# Record excerpts

########################################

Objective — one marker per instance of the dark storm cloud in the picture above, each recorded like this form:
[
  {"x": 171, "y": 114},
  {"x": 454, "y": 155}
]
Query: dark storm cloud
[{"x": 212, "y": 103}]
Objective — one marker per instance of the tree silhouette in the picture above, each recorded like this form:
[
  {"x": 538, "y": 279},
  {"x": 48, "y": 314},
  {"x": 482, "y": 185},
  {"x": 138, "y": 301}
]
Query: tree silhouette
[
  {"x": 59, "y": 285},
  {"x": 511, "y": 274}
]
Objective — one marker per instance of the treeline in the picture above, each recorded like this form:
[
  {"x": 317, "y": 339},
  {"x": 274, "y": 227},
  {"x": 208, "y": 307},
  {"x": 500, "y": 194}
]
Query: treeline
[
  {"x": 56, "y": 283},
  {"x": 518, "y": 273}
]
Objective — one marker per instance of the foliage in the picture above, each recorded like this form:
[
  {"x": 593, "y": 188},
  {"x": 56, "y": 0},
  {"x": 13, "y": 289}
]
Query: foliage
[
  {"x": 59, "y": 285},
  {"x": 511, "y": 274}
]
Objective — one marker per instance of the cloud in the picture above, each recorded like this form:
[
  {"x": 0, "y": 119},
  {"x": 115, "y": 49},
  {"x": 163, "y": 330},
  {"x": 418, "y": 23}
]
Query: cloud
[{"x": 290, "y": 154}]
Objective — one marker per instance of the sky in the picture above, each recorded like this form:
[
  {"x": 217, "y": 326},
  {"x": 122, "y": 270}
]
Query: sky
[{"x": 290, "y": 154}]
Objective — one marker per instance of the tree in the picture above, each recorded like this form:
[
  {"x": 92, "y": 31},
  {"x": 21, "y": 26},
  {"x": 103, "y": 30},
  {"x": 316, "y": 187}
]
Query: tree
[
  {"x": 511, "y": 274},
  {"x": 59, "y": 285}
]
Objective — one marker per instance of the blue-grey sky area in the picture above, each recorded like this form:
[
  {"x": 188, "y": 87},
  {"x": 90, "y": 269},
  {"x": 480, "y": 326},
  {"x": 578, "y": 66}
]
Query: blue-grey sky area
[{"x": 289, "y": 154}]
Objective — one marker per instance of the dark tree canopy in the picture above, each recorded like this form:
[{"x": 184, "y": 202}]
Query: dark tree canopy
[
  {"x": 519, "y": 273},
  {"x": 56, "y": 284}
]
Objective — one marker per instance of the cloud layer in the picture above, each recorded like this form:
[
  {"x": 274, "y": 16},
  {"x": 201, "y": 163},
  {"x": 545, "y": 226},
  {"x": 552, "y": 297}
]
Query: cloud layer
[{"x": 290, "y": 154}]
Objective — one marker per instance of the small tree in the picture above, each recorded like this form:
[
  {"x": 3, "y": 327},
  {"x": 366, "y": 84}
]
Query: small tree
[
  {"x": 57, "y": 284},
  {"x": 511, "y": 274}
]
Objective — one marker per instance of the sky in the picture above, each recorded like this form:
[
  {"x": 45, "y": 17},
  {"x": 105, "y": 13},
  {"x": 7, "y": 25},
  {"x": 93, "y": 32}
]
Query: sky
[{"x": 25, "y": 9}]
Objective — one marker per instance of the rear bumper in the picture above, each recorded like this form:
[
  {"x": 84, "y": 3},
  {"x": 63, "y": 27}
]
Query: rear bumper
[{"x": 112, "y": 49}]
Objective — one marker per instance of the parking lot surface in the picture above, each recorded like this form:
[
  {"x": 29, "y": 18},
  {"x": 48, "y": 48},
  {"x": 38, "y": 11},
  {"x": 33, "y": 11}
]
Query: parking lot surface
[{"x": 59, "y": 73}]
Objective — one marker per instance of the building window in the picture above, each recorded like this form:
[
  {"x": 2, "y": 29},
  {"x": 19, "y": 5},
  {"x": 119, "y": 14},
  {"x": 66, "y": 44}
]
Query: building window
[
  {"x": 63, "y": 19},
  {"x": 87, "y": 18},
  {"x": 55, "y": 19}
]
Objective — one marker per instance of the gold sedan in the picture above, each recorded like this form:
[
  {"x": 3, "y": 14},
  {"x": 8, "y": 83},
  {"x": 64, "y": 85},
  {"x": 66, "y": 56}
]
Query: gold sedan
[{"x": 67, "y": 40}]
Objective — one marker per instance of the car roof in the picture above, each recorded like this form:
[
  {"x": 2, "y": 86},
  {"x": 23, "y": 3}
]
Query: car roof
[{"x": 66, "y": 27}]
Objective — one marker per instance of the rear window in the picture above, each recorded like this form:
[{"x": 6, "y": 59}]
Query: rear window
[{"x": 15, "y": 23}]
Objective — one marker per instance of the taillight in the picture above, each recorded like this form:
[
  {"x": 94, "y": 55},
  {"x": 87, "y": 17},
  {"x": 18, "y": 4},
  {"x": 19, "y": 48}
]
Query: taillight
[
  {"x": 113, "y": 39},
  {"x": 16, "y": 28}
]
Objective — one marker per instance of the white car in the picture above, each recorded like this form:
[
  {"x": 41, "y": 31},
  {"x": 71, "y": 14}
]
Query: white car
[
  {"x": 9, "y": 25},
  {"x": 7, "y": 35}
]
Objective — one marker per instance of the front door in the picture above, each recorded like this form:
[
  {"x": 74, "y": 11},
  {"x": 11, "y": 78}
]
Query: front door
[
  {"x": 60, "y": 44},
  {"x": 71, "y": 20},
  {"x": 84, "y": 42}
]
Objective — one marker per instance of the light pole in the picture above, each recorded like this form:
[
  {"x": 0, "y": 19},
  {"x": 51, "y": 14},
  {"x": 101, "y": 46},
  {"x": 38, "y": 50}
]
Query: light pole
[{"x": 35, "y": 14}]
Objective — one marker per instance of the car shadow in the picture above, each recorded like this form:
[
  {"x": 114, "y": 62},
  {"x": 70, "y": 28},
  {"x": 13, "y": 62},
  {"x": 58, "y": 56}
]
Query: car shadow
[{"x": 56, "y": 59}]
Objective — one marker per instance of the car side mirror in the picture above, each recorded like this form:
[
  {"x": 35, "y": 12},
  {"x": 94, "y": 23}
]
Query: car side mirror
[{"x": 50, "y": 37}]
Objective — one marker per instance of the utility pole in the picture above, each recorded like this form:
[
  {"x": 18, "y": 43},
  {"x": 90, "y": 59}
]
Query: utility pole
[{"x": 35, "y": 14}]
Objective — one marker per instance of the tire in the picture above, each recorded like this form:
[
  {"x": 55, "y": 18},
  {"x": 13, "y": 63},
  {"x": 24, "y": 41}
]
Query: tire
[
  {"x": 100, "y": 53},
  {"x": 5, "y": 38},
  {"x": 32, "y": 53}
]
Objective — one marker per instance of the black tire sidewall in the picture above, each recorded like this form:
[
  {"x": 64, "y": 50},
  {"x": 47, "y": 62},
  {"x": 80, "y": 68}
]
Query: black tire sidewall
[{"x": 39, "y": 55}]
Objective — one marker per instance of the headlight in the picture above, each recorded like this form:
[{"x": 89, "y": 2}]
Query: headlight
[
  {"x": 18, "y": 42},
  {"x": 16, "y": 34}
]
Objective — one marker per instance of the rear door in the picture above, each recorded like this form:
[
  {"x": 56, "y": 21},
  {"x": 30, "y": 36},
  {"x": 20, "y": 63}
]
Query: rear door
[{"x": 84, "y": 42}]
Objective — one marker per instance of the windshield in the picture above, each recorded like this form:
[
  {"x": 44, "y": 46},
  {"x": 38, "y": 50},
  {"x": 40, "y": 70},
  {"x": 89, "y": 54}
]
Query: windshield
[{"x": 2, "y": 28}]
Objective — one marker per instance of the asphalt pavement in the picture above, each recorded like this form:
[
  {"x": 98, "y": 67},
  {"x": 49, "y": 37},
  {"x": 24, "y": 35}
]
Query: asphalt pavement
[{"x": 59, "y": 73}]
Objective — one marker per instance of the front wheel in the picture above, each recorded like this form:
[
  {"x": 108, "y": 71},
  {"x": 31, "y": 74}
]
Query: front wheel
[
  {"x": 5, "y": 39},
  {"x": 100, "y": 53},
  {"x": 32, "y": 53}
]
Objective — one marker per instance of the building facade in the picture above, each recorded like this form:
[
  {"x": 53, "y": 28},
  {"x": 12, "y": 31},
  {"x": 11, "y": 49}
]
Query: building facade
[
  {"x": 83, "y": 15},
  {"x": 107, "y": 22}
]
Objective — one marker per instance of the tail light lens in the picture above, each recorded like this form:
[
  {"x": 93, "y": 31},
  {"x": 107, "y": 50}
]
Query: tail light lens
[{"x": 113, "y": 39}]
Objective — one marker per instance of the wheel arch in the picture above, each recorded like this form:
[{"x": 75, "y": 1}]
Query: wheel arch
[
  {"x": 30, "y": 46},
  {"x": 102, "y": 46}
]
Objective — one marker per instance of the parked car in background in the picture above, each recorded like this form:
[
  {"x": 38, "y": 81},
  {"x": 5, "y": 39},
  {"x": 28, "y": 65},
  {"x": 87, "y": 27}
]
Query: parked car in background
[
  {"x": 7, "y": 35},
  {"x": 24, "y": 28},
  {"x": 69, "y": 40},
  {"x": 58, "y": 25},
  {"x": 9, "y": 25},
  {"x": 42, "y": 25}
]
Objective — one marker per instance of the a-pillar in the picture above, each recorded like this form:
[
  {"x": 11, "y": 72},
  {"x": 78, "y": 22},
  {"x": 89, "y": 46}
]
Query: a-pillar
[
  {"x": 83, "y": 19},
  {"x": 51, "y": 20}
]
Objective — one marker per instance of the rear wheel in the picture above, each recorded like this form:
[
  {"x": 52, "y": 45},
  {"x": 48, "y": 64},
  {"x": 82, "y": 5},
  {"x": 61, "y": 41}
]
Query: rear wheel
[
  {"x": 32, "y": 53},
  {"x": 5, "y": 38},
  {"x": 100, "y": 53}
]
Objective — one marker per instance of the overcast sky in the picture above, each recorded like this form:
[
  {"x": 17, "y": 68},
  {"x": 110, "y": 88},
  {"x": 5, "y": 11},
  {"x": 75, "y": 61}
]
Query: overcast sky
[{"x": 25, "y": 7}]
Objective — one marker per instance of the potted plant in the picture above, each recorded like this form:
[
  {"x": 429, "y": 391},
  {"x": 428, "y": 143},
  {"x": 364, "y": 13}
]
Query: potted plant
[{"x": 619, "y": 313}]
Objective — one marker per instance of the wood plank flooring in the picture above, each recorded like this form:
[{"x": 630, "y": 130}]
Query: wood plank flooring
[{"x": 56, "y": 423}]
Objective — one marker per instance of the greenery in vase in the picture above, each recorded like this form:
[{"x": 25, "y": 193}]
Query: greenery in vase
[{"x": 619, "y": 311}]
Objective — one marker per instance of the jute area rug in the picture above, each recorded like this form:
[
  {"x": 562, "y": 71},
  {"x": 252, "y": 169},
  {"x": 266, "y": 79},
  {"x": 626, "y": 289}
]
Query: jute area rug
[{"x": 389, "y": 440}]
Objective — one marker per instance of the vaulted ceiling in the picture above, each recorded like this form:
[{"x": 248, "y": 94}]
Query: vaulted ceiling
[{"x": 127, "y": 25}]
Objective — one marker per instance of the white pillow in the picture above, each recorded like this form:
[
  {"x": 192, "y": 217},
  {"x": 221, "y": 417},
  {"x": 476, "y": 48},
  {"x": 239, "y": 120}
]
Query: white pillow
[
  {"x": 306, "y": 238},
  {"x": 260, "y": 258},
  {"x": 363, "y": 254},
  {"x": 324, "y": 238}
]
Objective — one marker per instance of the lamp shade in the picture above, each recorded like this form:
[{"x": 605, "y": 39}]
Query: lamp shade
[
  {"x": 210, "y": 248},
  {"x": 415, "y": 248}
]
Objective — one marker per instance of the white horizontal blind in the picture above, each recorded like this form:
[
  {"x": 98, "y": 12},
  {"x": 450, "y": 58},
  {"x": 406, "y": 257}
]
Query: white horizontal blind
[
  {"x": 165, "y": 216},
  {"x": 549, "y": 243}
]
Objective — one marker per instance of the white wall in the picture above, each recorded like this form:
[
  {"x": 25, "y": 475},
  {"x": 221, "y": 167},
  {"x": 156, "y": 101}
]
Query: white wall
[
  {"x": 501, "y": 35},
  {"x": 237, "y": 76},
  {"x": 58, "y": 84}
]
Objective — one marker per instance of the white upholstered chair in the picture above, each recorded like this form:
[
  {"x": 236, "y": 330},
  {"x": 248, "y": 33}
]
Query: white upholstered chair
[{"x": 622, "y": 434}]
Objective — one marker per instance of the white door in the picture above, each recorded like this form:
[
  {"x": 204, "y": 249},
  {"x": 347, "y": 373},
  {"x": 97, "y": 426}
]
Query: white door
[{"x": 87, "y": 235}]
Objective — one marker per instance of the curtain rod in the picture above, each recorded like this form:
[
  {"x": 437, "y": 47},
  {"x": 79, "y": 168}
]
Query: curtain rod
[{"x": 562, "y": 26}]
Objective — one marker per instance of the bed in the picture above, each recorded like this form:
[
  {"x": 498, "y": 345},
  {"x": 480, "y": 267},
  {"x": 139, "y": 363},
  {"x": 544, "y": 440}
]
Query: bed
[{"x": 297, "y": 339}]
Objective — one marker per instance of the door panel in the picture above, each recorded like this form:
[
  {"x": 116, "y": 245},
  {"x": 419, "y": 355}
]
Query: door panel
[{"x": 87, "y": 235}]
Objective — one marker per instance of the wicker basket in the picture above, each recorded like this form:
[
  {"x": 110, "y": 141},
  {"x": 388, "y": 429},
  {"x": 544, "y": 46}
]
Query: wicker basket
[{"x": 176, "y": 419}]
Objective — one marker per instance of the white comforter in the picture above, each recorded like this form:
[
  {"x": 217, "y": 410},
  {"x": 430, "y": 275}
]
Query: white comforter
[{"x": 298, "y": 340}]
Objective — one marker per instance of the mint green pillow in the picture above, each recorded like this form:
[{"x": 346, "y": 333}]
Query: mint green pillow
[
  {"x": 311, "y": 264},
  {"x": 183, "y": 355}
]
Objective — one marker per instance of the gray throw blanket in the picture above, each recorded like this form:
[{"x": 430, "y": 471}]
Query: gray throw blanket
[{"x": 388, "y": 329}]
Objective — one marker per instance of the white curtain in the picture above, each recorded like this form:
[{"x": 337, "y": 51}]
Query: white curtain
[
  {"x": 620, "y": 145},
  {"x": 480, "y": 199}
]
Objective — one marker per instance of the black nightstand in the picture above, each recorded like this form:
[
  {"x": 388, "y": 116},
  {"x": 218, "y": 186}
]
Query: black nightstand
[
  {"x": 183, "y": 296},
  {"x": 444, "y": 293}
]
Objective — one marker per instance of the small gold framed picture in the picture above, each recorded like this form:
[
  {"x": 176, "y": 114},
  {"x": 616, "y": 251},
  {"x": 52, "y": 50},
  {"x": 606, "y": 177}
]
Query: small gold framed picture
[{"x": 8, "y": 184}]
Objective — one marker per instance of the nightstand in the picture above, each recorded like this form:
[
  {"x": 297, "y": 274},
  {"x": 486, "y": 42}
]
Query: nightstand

########################################

# Directive
Begin at the line containing "Objective — one marker per instance of the gray" and reproduce each line through the end of the records above.

# The result
Objective — one marker per instance of the gray throw blanket in the picture above, each recorded like this form:
[{"x": 430, "y": 471}]
Query: gray throw blanket
[{"x": 388, "y": 329}]
Objective — one marker per instance of the white curtain in the picture above, each recorded like this form:
[{"x": 337, "y": 51}]
Query: white curtain
[
  {"x": 620, "y": 145},
  {"x": 480, "y": 199}
]
Objective — one marker per instance of the black nightstand in the picture above, each recorded like this form:
[
  {"x": 388, "y": 116},
  {"x": 218, "y": 186}
]
Query: black nightstand
[
  {"x": 183, "y": 296},
  {"x": 444, "y": 293}
]
Objective — one marker per instance of the small gold framed picture in the picture above, each recorded like this form:
[
  {"x": 176, "y": 114},
  {"x": 616, "y": 251},
  {"x": 52, "y": 50},
  {"x": 606, "y": 177}
]
Query: small gold framed picture
[{"x": 8, "y": 184}]
Objective — one marker per instance of the nightstand in the picture above, each recorded like this form:
[
  {"x": 297, "y": 274},
  {"x": 486, "y": 42}
]
Query: nightstand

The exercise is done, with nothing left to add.